| Set problem 1 |
Using the Stripe CLI thread, answer each question briefly:
(a) Which two triggers does the poster say they already know how to test independently?
(b) What mode does their code pass when calling /v1/checkout/sessions?
(c) Which tool does dry oasis say can test the whole flow locally?
| Set problem 2 |
In one to three sentences, explain why the poster in the Stripe CLI thread is looking for a different way to test.
| Set problem 3 |
For each statement, say whether it agrees with the Stripe CLI thread, and quote the words that decide it.
(a) The poster's code gets a URL from Stripe and redirects to it.
(b) According to dry oasis, the full flow can't be tested locally.
(c) The call to create a checkout session passes both a success URL and a cancel URL.

| Supplied passage |
_ _ _ _ _ _ _
#KrisMatrix - Stripe CLI

1 messages · Page 1 of 1 (latest)

dry oasis
#

Hello! Let's keep everything in this thread:

I want to test my whole system in development environment. I.e. click subscription, have it call my localhost/route, AND then sends the webhooks as well. How would I do this? I can presently only test one thing at a time.

#

What do you mean by only being able to test one thing at a time?

strange berry
#

So...i know how to use the stripe program to test triggers such as 'checkout.session.completed' or 'invoice.paid' independently.

#

I don't know how to set up a way to test the whole work flow.

#

Basically, I want to test, click subscribe, user enters dummy credit card, then gets redirected to my success page, then my site also gets webhooks and I need to process all of that for ONE customer.

dry oasis
#

You can test all of that locally with Stripe CLI. Can you tell me specifically what part of that you're having trouble with?

strange berry
#

ok..let's start with just the first step.

#

I was to 'create checkout session'

#

my code needs to call /v1/checkout/sessions and pass success/cancel url, price_id, count and a mode=subscription.

#

I get the URL from stripe, and rediret to that stripe url.

#

The user enters credit card details. When they hit submit, how do I test that I got to success_url on a local dev env?
_ _ _ _ _ _ _
| Excerpts of bounding box data |

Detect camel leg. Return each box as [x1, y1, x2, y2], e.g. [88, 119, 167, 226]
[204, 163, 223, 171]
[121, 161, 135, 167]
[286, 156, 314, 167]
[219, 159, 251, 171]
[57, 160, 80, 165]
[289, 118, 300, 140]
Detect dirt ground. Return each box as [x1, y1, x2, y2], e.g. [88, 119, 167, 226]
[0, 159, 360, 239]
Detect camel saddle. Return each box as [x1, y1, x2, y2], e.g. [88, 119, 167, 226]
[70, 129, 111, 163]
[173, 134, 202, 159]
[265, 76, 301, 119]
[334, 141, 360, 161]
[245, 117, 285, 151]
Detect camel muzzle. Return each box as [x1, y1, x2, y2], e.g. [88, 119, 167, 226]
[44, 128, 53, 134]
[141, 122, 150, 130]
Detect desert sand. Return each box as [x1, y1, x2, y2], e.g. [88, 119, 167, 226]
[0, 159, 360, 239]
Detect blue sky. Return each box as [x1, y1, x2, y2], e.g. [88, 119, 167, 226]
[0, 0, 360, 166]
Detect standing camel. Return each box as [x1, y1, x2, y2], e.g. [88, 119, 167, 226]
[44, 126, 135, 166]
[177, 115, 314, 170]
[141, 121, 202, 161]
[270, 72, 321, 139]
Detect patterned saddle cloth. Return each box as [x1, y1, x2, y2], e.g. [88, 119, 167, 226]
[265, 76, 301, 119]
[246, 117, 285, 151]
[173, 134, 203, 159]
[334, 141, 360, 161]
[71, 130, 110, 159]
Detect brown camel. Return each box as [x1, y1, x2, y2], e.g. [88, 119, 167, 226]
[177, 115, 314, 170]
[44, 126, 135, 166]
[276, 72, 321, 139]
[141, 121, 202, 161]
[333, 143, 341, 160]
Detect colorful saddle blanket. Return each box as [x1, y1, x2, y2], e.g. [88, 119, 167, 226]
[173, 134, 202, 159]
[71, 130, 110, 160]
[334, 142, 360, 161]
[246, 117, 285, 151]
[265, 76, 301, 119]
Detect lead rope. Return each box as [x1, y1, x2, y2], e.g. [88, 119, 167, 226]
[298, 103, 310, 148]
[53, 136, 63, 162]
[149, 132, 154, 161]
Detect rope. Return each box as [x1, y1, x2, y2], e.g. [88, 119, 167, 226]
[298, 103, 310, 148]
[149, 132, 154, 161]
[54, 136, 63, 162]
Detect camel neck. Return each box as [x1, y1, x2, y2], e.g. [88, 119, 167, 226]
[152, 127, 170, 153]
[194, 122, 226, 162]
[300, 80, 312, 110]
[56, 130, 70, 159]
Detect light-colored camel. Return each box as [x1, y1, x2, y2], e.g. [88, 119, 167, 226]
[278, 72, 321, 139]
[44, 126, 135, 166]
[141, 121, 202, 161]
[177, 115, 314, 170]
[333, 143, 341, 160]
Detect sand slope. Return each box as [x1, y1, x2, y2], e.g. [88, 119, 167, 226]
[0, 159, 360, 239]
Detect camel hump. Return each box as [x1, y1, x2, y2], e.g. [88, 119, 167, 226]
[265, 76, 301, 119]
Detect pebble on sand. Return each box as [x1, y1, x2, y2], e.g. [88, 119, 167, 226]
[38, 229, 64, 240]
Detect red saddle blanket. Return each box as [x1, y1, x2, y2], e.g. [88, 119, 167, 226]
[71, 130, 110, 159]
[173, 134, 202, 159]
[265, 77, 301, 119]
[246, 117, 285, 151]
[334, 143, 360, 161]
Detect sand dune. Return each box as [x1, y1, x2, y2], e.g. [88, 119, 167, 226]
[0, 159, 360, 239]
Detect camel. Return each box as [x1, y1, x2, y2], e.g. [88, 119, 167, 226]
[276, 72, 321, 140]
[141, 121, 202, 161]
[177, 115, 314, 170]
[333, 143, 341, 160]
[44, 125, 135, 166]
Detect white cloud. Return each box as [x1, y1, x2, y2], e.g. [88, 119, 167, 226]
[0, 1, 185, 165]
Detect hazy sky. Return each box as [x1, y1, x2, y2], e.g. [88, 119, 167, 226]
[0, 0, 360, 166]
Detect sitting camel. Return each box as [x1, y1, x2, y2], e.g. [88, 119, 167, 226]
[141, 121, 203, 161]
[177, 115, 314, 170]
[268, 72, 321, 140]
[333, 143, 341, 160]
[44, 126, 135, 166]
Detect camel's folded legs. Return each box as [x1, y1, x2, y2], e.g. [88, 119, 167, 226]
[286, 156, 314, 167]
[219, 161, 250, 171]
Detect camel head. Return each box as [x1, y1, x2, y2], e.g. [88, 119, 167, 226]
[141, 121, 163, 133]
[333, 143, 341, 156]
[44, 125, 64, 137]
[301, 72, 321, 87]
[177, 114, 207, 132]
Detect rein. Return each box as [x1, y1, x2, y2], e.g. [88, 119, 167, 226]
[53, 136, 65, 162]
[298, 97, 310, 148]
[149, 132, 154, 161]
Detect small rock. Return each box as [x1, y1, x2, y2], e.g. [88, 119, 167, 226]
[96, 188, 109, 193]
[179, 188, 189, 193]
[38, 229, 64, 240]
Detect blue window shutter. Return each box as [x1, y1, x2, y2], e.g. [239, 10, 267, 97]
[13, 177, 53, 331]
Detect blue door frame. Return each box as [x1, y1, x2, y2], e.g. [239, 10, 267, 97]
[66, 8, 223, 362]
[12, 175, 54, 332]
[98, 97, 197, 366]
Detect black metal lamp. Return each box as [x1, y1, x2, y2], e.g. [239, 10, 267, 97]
_ _ _ _ _ _ _
| Result 1 |
(a) 'checkout.session.completed' and 'invoice.paid'
(b) mode=subscription
(c) Stripe CLI

| Result 2 |
They can currently test only one thing at a time, firing triggers such as 'checkout.session.completed' or 'invoice.paid' on their own. They don't know how to test the whole workflow for one customer: subscribing, entering a dummy card, reaching the success page and processing the webhooks.

| Result 3 |
(a) Yes: "I get the URL from stripe, and rediret to that stripe url."
(b) No: "You can test all of that locally with Stripe CLI."
(c) Yes: "pass success/cancel url, price_id, count and a mode=subscription"